:: AUSGANGSDATEN ::
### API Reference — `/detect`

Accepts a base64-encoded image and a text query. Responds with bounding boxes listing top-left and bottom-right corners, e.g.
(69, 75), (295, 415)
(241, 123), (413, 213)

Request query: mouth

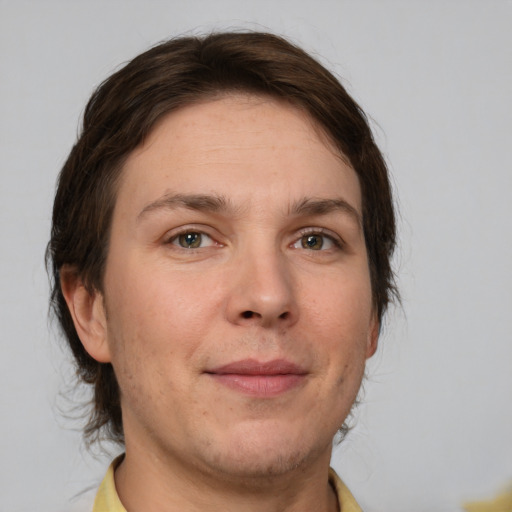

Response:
(205, 359), (308, 398)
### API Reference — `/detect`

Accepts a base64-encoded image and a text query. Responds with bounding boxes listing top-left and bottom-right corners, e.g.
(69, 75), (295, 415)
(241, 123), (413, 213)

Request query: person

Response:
(48, 32), (397, 512)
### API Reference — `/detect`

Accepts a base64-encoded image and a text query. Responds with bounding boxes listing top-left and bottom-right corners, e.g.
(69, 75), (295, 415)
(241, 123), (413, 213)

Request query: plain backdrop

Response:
(0, 0), (512, 512)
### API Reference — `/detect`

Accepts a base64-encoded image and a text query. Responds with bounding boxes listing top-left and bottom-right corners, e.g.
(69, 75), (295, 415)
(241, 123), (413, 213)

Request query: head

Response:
(48, 33), (395, 448)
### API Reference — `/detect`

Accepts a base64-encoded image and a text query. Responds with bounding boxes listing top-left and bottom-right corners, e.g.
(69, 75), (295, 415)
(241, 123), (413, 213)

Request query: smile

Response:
(206, 359), (307, 398)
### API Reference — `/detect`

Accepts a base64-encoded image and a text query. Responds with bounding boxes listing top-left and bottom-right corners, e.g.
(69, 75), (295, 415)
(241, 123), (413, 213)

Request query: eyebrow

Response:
(137, 194), (237, 220)
(290, 197), (363, 227)
(137, 193), (362, 227)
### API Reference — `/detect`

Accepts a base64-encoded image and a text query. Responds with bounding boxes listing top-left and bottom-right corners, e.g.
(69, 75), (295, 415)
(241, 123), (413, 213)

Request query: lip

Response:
(206, 359), (307, 398)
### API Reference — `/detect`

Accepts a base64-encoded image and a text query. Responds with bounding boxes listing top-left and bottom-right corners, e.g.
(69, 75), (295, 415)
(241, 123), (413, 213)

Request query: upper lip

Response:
(206, 359), (307, 375)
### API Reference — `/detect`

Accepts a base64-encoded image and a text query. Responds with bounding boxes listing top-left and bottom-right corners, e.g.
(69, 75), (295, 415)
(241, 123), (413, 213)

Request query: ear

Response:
(366, 313), (380, 359)
(60, 265), (111, 363)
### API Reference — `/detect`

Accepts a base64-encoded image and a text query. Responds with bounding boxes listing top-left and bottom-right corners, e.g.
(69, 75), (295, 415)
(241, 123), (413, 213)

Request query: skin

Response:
(63, 95), (378, 512)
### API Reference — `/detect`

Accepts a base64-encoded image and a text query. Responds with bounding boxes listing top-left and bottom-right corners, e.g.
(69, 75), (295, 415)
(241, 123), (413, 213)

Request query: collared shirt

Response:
(92, 459), (362, 512)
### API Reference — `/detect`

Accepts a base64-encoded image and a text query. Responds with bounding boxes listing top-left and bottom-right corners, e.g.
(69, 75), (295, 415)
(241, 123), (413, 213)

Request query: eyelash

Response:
(165, 228), (217, 250)
(165, 227), (344, 252)
(292, 228), (344, 251)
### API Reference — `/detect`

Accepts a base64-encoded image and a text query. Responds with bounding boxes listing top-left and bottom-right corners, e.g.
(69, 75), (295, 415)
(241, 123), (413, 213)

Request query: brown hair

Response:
(47, 32), (396, 443)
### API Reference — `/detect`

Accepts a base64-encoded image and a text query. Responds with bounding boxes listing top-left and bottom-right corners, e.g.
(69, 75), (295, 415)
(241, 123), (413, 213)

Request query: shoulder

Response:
(329, 468), (362, 512)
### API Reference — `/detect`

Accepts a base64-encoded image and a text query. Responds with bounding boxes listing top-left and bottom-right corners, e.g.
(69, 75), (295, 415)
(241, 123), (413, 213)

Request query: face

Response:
(84, 95), (377, 476)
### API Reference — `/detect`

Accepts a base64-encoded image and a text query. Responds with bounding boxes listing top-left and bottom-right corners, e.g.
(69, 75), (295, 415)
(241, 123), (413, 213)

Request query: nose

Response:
(227, 244), (298, 328)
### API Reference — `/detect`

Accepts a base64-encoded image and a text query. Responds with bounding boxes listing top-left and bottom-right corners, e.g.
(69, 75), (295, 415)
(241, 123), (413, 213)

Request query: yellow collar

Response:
(92, 455), (362, 512)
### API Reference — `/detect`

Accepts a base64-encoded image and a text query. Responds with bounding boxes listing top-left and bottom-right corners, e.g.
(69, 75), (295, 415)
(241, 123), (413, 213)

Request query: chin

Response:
(198, 426), (331, 485)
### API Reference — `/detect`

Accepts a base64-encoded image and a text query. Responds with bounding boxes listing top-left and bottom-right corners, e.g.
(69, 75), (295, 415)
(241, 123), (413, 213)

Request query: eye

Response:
(293, 232), (341, 251)
(169, 231), (213, 249)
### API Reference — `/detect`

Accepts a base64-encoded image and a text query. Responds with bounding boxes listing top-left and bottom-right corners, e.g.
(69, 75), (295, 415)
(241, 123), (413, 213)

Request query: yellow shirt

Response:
(92, 459), (362, 512)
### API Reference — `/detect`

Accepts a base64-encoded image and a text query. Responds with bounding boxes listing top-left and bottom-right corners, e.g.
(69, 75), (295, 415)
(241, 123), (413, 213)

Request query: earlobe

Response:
(366, 316), (380, 359)
(60, 266), (110, 363)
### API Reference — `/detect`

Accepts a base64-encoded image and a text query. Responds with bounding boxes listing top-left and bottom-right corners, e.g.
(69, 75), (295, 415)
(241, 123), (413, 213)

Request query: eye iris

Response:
(178, 233), (201, 249)
(302, 235), (324, 251)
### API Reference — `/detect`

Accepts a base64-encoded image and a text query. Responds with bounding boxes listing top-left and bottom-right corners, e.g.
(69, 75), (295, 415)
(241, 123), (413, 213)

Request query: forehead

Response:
(118, 94), (361, 216)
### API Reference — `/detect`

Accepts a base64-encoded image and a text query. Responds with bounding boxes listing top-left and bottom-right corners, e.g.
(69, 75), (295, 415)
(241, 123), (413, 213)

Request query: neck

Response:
(115, 444), (339, 512)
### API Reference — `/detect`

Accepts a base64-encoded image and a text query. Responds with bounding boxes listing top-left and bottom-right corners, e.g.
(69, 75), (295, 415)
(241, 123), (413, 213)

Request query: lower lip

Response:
(210, 373), (306, 397)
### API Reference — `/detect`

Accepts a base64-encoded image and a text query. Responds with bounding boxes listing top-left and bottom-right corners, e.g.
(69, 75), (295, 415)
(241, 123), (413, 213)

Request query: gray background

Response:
(0, 0), (512, 512)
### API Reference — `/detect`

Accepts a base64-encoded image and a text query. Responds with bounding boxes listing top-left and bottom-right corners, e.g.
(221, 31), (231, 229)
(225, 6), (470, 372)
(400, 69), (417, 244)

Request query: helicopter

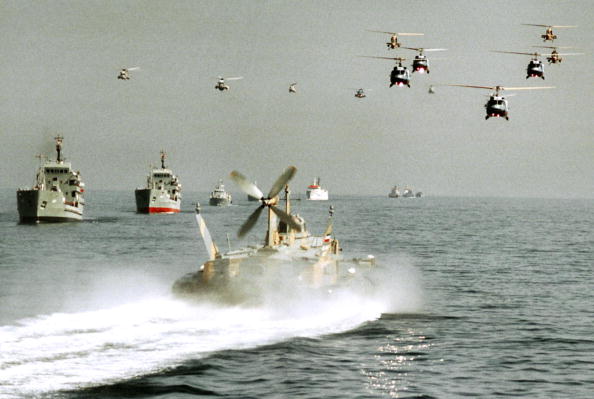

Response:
(442, 84), (554, 120)
(359, 55), (411, 87)
(118, 67), (140, 80)
(367, 29), (424, 50)
(402, 46), (447, 73)
(522, 24), (577, 42)
(493, 50), (544, 80)
(215, 76), (243, 91)
(351, 88), (371, 98)
(532, 46), (584, 65)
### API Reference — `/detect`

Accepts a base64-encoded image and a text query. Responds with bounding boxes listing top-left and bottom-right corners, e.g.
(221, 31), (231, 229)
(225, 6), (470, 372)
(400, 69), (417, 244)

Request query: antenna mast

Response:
(54, 134), (64, 162)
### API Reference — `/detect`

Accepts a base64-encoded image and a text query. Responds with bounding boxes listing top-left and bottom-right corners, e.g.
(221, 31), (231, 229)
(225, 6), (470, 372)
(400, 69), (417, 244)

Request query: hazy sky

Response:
(0, 0), (594, 198)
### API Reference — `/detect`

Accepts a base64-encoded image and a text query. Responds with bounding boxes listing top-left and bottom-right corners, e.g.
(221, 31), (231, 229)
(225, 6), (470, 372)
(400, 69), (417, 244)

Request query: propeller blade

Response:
(237, 204), (266, 238)
(270, 205), (302, 231)
(268, 166), (297, 198)
(231, 170), (264, 199)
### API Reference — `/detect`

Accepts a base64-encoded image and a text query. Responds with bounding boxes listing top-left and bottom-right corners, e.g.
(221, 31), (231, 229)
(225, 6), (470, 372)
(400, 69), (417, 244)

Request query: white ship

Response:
(208, 180), (233, 206)
(305, 177), (328, 201)
(134, 151), (182, 213)
(388, 186), (401, 198)
(17, 135), (85, 223)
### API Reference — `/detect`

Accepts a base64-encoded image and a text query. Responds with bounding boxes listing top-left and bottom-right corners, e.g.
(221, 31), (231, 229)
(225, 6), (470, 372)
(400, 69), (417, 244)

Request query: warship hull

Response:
(134, 188), (181, 213)
(17, 190), (84, 223)
(208, 197), (231, 206)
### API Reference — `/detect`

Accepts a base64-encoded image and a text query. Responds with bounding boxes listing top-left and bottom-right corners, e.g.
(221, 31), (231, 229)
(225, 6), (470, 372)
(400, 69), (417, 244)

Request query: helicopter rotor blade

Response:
(231, 170), (264, 199)
(365, 29), (424, 36)
(532, 46), (575, 50)
(357, 55), (406, 61)
(270, 205), (303, 231)
(237, 204), (266, 237)
(522, 24), (577, 28)
(440, 84), (496, 90)
(545, 53), (585, 57)
(491, 50), (542, 57)
(268, 166), (297, 199)
(400, 46), (447, 53)
(499, 86), (555, 91)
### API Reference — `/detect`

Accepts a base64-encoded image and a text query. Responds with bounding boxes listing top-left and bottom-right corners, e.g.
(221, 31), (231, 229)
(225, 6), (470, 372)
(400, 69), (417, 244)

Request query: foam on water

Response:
(0, 258), (420, 397)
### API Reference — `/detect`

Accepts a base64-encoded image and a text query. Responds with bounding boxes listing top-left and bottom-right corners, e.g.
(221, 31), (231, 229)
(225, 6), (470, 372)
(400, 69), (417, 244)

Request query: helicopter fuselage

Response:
(390, 65), (410, 87)
(412, 55), (429, 73)
(485, 95), (509, 120)
(215, 82), (229, 91)
(526, 60), (544, 79)
(540, 32), (557, 42)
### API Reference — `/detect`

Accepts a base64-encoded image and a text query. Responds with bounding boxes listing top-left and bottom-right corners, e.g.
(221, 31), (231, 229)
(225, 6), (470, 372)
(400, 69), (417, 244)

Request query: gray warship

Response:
(134, 151), (182, 213)
(172, 167), (375, 304)
(17, 135), (85, 223)
(208, 180), (233, 206)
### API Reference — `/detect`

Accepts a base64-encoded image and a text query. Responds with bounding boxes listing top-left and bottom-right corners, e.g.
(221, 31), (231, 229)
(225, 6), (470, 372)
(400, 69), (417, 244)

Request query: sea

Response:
(0, 189), (594, 399)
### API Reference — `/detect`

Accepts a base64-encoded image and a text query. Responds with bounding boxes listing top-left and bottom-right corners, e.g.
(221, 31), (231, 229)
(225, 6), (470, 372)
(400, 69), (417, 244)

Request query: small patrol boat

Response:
(172, 167), (375, 304)
(17, 135), (85, 223)
(388, 186), (401, 198)
(305, 177), (328, 201)
(402, 187), (415, 198)
(134, 151), (182, 213)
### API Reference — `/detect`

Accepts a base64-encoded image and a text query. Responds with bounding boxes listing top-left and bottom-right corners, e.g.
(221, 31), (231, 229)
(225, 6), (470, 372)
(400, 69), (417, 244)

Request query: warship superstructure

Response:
(208, 180), (233, 206)
(17, 135), (85, 223)
(173, 167), (375, 303)
(134, 151), (182, 213)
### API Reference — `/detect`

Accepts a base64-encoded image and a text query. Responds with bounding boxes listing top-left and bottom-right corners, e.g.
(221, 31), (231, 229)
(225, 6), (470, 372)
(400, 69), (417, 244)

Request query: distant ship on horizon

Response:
(17, 135), (85, 223)
(134, 151), (182, 213)
(208, 180), (233, 206)
(388, 186), (423, 198)
(305, 177), (328, 201)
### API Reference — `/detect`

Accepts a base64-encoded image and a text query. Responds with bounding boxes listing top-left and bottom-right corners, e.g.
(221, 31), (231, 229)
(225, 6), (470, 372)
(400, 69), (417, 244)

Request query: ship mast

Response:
(54, 134), (64, 163)
(161, 150), (167, 169)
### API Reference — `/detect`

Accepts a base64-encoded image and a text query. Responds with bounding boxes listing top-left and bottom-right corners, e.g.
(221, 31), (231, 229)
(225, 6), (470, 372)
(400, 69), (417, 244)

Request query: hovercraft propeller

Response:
(231, 166), (302, 237)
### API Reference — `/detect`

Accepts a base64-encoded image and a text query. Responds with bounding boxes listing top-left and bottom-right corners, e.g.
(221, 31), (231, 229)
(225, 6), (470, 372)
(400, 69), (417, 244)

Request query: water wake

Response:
(0, 258), (420, 398)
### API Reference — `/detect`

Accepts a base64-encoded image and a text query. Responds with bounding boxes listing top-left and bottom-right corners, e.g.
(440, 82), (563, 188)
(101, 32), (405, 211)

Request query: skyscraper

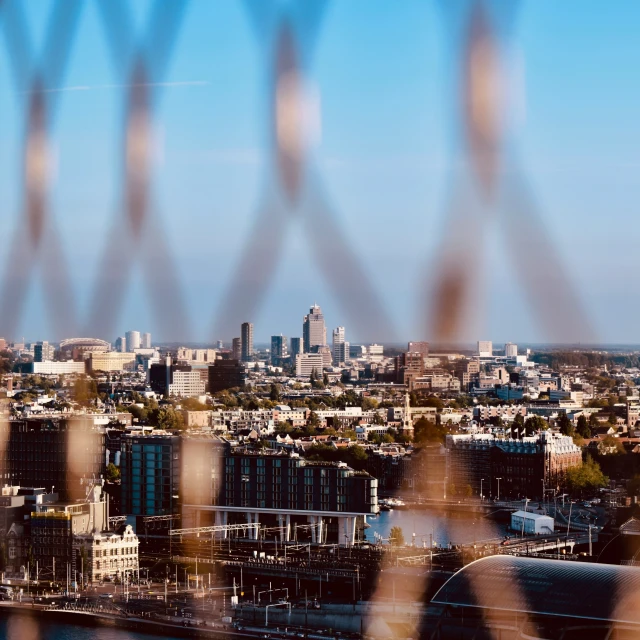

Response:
(240, 322), (253, 362)
(407, 341), (429, 357)
(333, 327), (349, 366)
(289, 338), (302, 362)
(271, 335), (287, 366)
(124, 331), (140, 351)
(302, 304), (327, 353)
(231, 338), (242, 362)
(478, 340), (493, 358)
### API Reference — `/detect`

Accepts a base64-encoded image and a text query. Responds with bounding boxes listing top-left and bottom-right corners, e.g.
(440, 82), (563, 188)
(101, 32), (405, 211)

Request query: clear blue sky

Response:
(0, 0), (640, 342)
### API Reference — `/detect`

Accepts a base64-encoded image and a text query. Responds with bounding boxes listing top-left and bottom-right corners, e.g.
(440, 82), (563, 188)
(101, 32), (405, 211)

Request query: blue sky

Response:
(0, 0), (640, 342)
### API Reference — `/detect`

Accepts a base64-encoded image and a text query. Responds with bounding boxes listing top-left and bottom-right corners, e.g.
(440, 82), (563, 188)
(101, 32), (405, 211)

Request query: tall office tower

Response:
(231, 338), (242, 362)
(33, 340), (54, 362)
(124, 331), (140, 351)
(289, 338), (302, 362)
(240, 322), (253, 362)
(302, 304), (327, 353)
(478, 340), (493, 358)
(332, 327), (349, 366)
(271, 335), (288, 366)
(407, 342), (429, 357)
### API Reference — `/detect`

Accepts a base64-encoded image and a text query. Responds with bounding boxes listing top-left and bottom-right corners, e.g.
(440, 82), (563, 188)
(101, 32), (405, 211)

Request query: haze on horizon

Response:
(0, 0), (640, 344)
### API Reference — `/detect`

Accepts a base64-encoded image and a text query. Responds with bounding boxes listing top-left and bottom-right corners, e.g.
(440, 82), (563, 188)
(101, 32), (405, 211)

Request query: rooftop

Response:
(431, 555), (640, 625)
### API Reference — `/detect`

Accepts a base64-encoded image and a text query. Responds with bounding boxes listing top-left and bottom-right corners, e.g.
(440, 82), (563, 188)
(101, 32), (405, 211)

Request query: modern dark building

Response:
(271, 335), (288, 367)
(120, 435), (181, 516)
(240, 322), (253, 362)
(209, 360), (246, 393)
(149, 358), (191, 396)
(0, 419), (106, 500)
(289, 338), (302, 362)
(184, 448), (378, 546)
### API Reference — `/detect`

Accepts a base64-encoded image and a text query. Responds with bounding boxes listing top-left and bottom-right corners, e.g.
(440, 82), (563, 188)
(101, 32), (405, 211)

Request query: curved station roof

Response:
(431, 555), (640, 625)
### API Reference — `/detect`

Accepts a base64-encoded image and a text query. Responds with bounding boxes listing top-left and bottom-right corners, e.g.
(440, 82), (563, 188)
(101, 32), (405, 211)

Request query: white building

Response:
(124, 331), (141, 351)
(296, 353), (324, 378)
(33, 360), (85, 375)
(511, 511), (555, 536)
(73, 524), (139, 583)
(478, 340), (493, 358)
(302, 304), (327, 353)
(333, 327), (349, 366)
(169, 370), (205, 398)
(504, 342), (518, 358)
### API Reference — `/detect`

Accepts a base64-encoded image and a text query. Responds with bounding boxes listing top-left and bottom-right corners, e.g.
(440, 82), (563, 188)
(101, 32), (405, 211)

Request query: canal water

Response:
(0, 509), (506, 640)
(366, 509), (506, 547)
(0, 613), (178, 640)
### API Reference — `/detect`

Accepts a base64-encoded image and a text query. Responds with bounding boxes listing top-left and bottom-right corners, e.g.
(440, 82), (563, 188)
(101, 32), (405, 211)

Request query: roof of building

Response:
(431, 555), (640, 625)
(511, 511), (553, 520)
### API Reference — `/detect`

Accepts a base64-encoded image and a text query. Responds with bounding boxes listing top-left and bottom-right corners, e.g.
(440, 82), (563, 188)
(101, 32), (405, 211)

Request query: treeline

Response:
(531, 351), (640, 369)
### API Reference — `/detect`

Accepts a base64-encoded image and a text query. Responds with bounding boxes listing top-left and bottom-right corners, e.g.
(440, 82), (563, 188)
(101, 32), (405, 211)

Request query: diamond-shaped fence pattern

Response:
(0, 0), (592, 342)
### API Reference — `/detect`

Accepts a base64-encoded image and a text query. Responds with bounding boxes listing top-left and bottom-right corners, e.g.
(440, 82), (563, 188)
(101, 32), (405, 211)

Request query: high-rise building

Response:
(407, 342), (429, 357)
(333, 327), (349, 366)
(271, 335), (288, 366)
(302, 304), (327, 353)
(240, 322), (253, 362)
(209, 360), (246, 393)
(124, 331), (140, 351)
(33, 340), (55, 362)
(296, 353), (324, 378)
(504, 342), (518, 358)
(289, 338), (302, 362)
(478, 340), (493, 358)
(120, 434), (181, 516)
(231, 338), (242, 361)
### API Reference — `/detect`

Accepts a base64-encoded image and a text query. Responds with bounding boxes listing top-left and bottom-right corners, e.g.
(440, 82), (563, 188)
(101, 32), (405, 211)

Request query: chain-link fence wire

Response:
(0, 0), (604, 636)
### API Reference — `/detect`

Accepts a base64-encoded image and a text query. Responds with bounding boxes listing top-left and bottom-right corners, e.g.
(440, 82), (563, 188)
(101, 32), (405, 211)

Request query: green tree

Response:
(361, 396), (378, 411)
(73, 376), (98, 407)
(276, 421), (293, 436)
(413, 418), (447, 444)
(389, 526), (404, 547)
(180, 398), (209, 411)
(565, 456), (609, 495)
(576, 414), (591, 438)
(307, 411), (320, 429)
(511, 413), (524, 438)
(556, 413), (576, 436)
(149, 407), (184, 431)
(269, 384), (280, 402)
(524, 416), (549, 436)
(107, 462), (120, 482)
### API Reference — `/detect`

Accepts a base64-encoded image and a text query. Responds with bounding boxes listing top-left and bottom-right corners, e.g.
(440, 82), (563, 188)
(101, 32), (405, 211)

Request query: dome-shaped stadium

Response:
(60, 338), (111, 359)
:::
WAS ZU TUN IST
Filtere die Datensätze und gib nur die Zeilen aus, in denen die Zeichenfolge „fence“ vorkommt.

ERGEBNIS
Request query: diamond-shaped fence pattern
Request query: chain-link fence wire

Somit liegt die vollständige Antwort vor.